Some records
=======

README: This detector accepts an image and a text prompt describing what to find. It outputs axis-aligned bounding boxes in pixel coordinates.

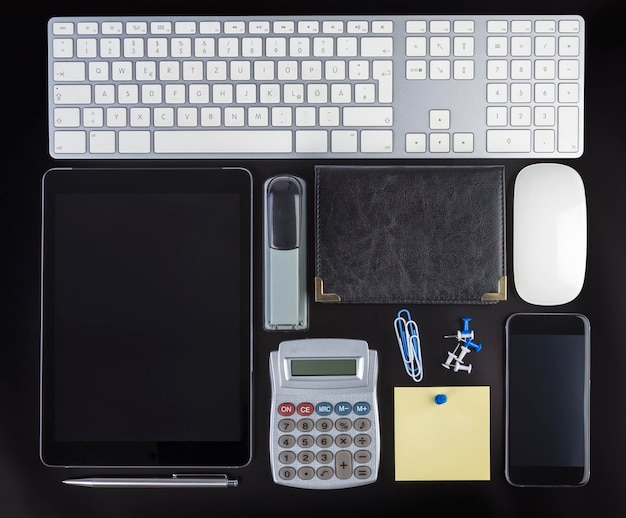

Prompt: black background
[0,0,626,518]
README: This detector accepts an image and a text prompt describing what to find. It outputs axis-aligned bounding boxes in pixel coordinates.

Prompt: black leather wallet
[314,165,507,304]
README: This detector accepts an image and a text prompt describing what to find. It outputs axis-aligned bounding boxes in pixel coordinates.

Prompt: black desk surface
[0,0,626,518]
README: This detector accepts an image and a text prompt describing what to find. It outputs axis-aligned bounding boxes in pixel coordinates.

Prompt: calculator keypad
[272,400,378,488]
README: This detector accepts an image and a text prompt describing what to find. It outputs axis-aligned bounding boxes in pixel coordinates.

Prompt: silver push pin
[441,351,457,370]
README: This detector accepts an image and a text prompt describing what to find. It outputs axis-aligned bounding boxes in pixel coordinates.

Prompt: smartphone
[505,313,591,486]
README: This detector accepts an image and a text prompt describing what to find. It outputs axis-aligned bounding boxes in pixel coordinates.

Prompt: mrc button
[315,402,333,416]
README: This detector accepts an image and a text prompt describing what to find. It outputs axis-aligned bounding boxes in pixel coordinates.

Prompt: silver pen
[63,474,239,488]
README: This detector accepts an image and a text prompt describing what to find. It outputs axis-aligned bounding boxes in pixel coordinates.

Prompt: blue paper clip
[393,309,424,382]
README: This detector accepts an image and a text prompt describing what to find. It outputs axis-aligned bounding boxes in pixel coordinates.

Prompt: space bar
[154,130,293,153]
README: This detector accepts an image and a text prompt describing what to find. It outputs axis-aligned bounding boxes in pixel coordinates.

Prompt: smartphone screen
[506,313,590,486]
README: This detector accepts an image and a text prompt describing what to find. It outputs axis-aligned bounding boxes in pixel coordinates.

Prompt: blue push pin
[465,338,483,352]
[457,317,474,340]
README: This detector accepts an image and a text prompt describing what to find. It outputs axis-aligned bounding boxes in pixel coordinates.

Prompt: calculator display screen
[291,358,356,376]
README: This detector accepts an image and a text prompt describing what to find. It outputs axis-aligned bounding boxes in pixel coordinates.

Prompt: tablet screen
[41,169,251,466]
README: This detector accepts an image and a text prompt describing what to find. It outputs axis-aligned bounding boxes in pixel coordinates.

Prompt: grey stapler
[263,175,309,331]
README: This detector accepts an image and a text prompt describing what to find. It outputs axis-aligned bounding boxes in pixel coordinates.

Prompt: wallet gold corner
[315,277,341,302]
[480,275,507,302]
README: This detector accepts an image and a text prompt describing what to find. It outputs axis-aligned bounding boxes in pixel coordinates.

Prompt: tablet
[40,168,252,467]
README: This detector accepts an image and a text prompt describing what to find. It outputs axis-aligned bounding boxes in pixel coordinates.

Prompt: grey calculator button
[354,417,372,432]
[316,450,333,464]
[354,466,372,479]
[354,433,372,448]
[335,433,352,448]
[315,417,333,432]
[278,419,296,432]
[335,450,352,480]
[298,466,315,480]
[315,434,333,448]
[354,450,372,463]
[317,466,334,480]
[335,417,352,432]
[278,435,296,448]
[298,419,313,432]
[298,435,315,448]
[298,450,315,464]
[278,451,296,464]
[278,467,296,480]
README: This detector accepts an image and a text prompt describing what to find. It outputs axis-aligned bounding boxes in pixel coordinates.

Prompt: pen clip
[172,473,228,480]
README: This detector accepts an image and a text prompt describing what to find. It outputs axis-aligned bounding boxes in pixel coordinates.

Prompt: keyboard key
[487,130,531,153]
[154,130,292,154]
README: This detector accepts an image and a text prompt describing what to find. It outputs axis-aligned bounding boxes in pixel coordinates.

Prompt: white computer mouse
[513,163,587,306]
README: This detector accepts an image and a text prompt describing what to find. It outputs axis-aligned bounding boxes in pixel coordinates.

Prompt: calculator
[270,338,380,489]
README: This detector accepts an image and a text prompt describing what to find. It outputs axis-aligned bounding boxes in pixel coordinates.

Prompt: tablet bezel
[39,167,252,468]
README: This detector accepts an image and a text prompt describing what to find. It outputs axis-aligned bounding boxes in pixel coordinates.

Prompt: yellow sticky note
[394,387,491,481]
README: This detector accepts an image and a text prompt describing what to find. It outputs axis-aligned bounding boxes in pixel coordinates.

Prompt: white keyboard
[48,15,585,159]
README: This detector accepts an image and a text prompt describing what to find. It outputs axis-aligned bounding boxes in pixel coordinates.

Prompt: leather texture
[315,165,506,304]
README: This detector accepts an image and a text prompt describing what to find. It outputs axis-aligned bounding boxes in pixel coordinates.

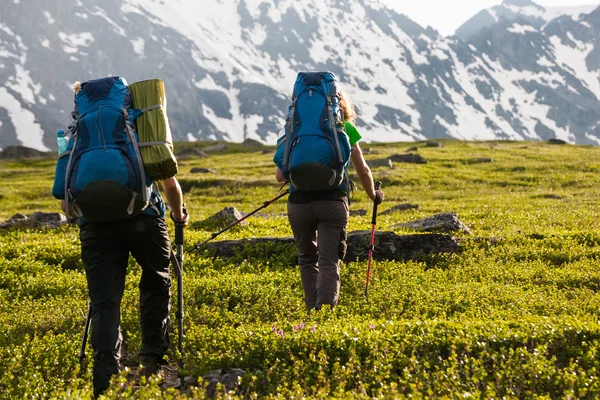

=======

From the records above, extract every line that contains the word "leather".

Prompt: black leather wallet
Prompt: leather texture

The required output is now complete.